Natural language region descriptions
=======
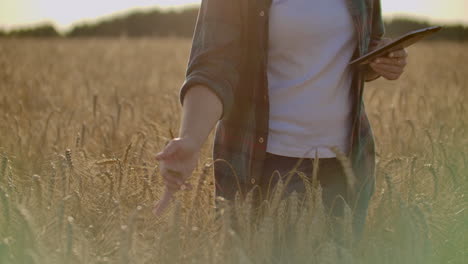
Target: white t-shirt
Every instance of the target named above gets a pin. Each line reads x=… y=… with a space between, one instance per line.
x=310 y=45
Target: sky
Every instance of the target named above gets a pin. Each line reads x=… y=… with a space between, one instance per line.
x=64 y=14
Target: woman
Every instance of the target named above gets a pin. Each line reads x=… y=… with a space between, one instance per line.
=======
From the line that contains "Target: woman" down to the final line of the entries, print every line exactly as it is, and only those lines.

REPLY:
Target: woman
Every instance of the target named above gets a pin. Each line reads x=… y=… with a space between, one instance per line.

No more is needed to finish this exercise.